▶ [TEXT]:
Chinese online music platform Tencent Music (NYSE: TME)
stock surged to highs of $32.25 on March 23, 2021, before collapsing nearly in half to a low of $16.31 just three days later. Massive selling also occurred in Viacom (NYSE: VIAC)
and Discovery Networks (NASDAQ: DISCA)
and various Chinese stocks including Baidu (NASDAQ: BIDU)
,Tencent (NYSE: TME)
, Vipshop (NYSE: VIPS)
, and iQIYI (NASDAQ: IQ)
. News emerged that these stocks experienced selling due to the massive forced liquidation
of stocks in the Archegos Capital Management portfolios due to margin calls. These stocks shares losses ranging from 30% to 60% in a matter of days with contagion fears spreading among peer stocks and investment banks. However, the benchmark index rallies to all-time highs alleviated concerns in the near-term. While the bulk of the selling may have been completed, shares are still struggling with the overhang and may continue lower. High-risk tolerant investors considering taking exposure into China’s most dominant online music platform can monitor for deep opportunistic pullback levels to consider scaling into a position.
Tencent Music Domination
The growth of Tencent Music’s business and market share is impressive. The Company has amassed an 88% market share of China’s online music market. Tencent owns three of the top five mobile music apps including Kogu Music, Kuwo Music and QQ Music with over 600 million total users in China. The online music market continues to grow as the average listening time for users grew from 80-minutes in 2018 to nearly 2.6 hours per day in 2020. The Company also signed a digital rights distribution agreement with Universal Music in addition to Warner Music and Sony Music Records. The closest competitor NetEase (NASDAQ: NTES) only has a quarter of Tencent’s monthly active users (MAUs). The network effect generated from its parent company Tencent Holdings (OTCMKTS: TCEHY) is the key competitive edge as Tencent Music gains from an existing massive database of users. For example, integrating QQ Music in the Tencent Holdings owned WeChat 8.0 app enables users to seamlessly create and share short-form music and videos with friends. The Company also enjoys a symbiotic relationship with Spotify (NYSE: SPOT) by owning a 2.3% stake in SPOT while Spotify is the second largest equity holder with an 8.4% interest in TME. Parent company Tencent Holdings is the largest holder of TME with a 55.6% stake.

▶ [SUPPLIED DATA]:
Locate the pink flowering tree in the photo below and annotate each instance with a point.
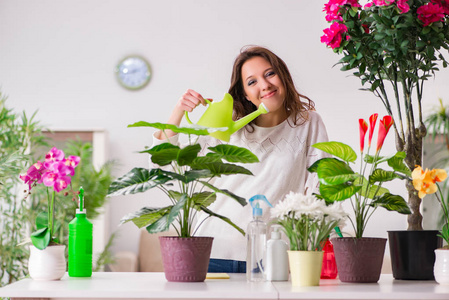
(55, 173)
(393, 46)
(338, 181)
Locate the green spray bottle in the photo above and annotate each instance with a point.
(80, 242)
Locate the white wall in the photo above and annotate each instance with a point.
(58, 57)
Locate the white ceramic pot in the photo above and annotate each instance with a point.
(305, 267)
(47, 264)
(441, 266)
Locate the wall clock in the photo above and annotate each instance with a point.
(133, 72)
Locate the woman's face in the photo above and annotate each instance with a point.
(262, 84)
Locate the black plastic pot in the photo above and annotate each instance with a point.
(412, 253)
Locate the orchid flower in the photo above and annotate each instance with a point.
(363, 127)
(53, 172)
(54, 155)
(384, 127)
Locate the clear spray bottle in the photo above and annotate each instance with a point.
(80, 242)
(256, 237)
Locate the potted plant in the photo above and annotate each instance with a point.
(425, 182)
(360, 259)
(393, 47)
(47, 259)
(307, 222)
(190, 173)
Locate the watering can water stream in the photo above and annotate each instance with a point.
(219, 115)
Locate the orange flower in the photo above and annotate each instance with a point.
(425, 181)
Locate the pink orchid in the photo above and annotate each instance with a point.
(53, 172)
(333, 6)
(430, 13)
(363, 127)
(34, 174)
(56, 180)
(334, 35)
(54, 155)
(71, 162)
(384, 127)
(372, 124)
(383, 2)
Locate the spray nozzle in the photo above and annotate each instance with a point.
(81, 198)
(257, 210)
(276, 231)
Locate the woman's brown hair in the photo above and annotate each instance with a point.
(293, 103)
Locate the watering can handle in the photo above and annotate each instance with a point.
(187, 113)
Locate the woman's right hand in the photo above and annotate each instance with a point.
(188, 101)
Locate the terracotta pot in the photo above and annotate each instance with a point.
(359, 260)
(412, 253)
(47, 264)
(305, 267)
(185, 259)
(441, 267)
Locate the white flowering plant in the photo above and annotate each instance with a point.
(307, 221)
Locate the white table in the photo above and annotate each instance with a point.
(155, 286)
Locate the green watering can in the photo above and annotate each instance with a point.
(219, 114)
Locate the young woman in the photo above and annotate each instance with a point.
(281, 139)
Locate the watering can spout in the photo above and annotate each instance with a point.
(219, 115)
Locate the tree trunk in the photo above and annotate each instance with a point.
(413, 150)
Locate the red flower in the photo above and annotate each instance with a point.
(384, 127)
(444, 4)
(366, 28)
(363, 127)
(334, 35)
(372, 124)
(403, 6)
(430, 13)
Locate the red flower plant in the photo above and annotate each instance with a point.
(384, 127)
(372, 124)
(430, 13)
(363, 127)
(333, 35)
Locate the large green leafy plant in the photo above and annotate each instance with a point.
(393, 47)
(190, 174)
(338, 181)
(19, 137)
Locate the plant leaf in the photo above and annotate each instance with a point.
(203, 199)
(337, 149)
(334, 172)
(233, 153)
(371, 191)
(220, 168)
(239, 199)
(187, 154)
(145, 216)
(227, 220)
(340, 192)
(138, 180)
(42, 220)
(163, 154)
(392, 202)
(380, 175)
(194, 129)
(163, 224)
(41, 238)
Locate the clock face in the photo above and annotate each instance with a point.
(133, 72)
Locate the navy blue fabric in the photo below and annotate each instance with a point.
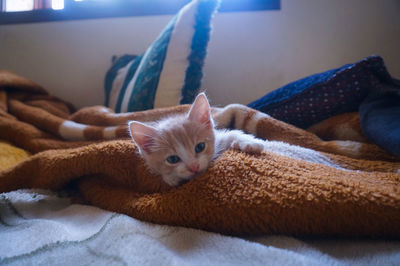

▶ [ASSIGNED TASK]:
Rewrite the stretch of the Tencent Music stock article from "Chinese online music" through "Viacom (NYSE: VIAC)", swapping "collapsing" for "plunging".

▶ [RESULT FOR THIS EXERCISE]:
Chinese online music platform Tencent Music (NYSE: TME)
stock surged to highs of $32.25 on March 23, 2021, before plunging nearly in half to a low of $16.31 just three days later. Massive selling also occurred in Viacom (NYSE: VIAC)